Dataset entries
============================================================

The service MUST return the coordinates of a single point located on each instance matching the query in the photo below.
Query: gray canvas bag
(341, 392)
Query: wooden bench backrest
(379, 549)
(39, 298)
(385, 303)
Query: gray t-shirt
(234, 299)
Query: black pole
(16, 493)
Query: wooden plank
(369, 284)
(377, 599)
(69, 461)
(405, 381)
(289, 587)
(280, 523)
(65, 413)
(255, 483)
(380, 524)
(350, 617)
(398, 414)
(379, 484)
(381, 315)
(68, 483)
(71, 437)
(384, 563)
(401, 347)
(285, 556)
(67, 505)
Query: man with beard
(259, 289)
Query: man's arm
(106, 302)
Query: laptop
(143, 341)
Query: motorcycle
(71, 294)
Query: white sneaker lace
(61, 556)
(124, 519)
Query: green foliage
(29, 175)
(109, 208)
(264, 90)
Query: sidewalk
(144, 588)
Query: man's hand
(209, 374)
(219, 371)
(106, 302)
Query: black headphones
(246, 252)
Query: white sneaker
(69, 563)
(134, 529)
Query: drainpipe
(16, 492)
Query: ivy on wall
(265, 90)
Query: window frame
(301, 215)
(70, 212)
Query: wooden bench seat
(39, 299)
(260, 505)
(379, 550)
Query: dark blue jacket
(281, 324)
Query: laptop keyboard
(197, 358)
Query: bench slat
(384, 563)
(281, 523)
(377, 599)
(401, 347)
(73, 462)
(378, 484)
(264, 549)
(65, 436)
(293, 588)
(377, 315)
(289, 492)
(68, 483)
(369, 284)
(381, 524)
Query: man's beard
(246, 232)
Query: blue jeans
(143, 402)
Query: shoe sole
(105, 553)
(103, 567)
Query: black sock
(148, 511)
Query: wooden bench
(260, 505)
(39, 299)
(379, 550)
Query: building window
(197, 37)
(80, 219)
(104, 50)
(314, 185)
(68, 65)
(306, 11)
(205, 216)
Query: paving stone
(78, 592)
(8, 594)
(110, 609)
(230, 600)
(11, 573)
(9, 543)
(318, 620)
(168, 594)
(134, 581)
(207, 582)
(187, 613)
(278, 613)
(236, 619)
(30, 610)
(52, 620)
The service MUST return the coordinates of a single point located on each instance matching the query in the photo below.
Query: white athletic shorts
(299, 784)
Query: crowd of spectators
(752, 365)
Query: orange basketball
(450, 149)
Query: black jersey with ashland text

============================================================

* _TASK DESCRIPTION_:
Reproduce verbatim only the lines from the one holding "Query: green foliage" through the end of the records.

* _RESPONSE_:
Query: green foliage
(29, 175)
(109, 208)
(264, 90)
Query: sidewalk
(144, 588)
Query: man's hand
(209, 374)
(219, 371)
(106, 302)
Query: black headphones
(246, 252)
Query: white sneaker
(69, 563)
(134, 529)
Query: drainpipe
(16, 492)
Query: ivy on wall
(265, 90)
Query: window frame
(301, 215)
(70, 212)
Query: wooden bench seat
(39, 299)
(260, 505)
(379, 550)
Query: dark blue jacket
(281, 324)
Query: laptop keyboard
(197, 358)
Query: bench slat
(384, 563)
(281, 523)
(377, 599)
(401, 347)
(73, 462)
(378, 484)
(264, 549)
(65, 436)
(293, 588)
(377, 315)
(289, 492)
(68, 483)
(369, 284)
(381, 524)
Query: man's beard
(246, 232)
Query: blue jeans
(143, 402)
Query: shoe sole
(105, 553)
(103, 567)
Query: black sock
(148, 511)
Query: wooden bench
(260, 505)
(39, 299)
(379, 550)
Query: building window
(197, 37)
(80, 219)
(104, 50)
(314, 185)
(68, 65)
(306, 11)
(205, 216)
Query: paving stone
(78, 592)
(8, 594)
(110, 609)
(230, 600)
(11, 573)
(9, 543)
(318, 620)
(168, 594)
(134, 581)
(207, 582)
(187, 613)
(278, 613)
(236, 619)
(30, 610)
(52, 620)
The service MUST return the coordinates of a single point located on each instance matching the query in the photo below.
Query: white athletic shorts
(299, 784)
Query: crowd of spectators
(752, 365)
Query: orange basketball
(450, 149)
Query: black jersey with ashland text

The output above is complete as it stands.